━━━ EXTRACTED DATA ━━━
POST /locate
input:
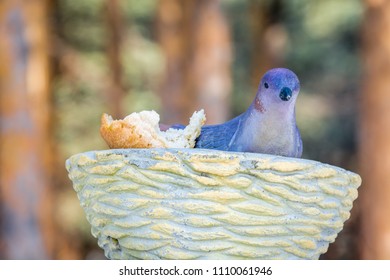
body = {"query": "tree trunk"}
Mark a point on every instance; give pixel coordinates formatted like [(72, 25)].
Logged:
[(375, 132), (25, 146), (116, 89), (196, 42), (269, 38)]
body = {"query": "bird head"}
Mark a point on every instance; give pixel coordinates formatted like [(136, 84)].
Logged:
[(278, 90)]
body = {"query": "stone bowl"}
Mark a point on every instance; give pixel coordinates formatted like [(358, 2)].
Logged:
[(208, 204)]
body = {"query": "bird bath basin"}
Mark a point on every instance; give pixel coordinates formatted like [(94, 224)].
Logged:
[(208, 204)]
━━━
**REQUEST:**
Reproduce all of the records above word for word, without the pictures.

**WRITTEN RESPONSE:**
POST /locate
input:
body = {"query": "tree trunk"}
Mark a point on every instance; give pixel coordinates formatted like [(72, 25)].
Logged:
[(375, 132), (25, 146), (116, 89), (196, 42), (269, 38)]
body = {"query": "bird head"}
Mark a point on every instance; give pixel coordinates formatted like [(136, 84)].
Logged:
[(278, 90)]
body = {"query": "stone bowl"}
Mark a point on every instance; give pixel coordinates formatted like [(358, 2)].
Logged:
[(208, 204)]
body = {"query": "bird bath basin"}
Mark a point on every instance; give pixel coordinates formatted like [(94, 224)].
Logged:
[(208, 204)]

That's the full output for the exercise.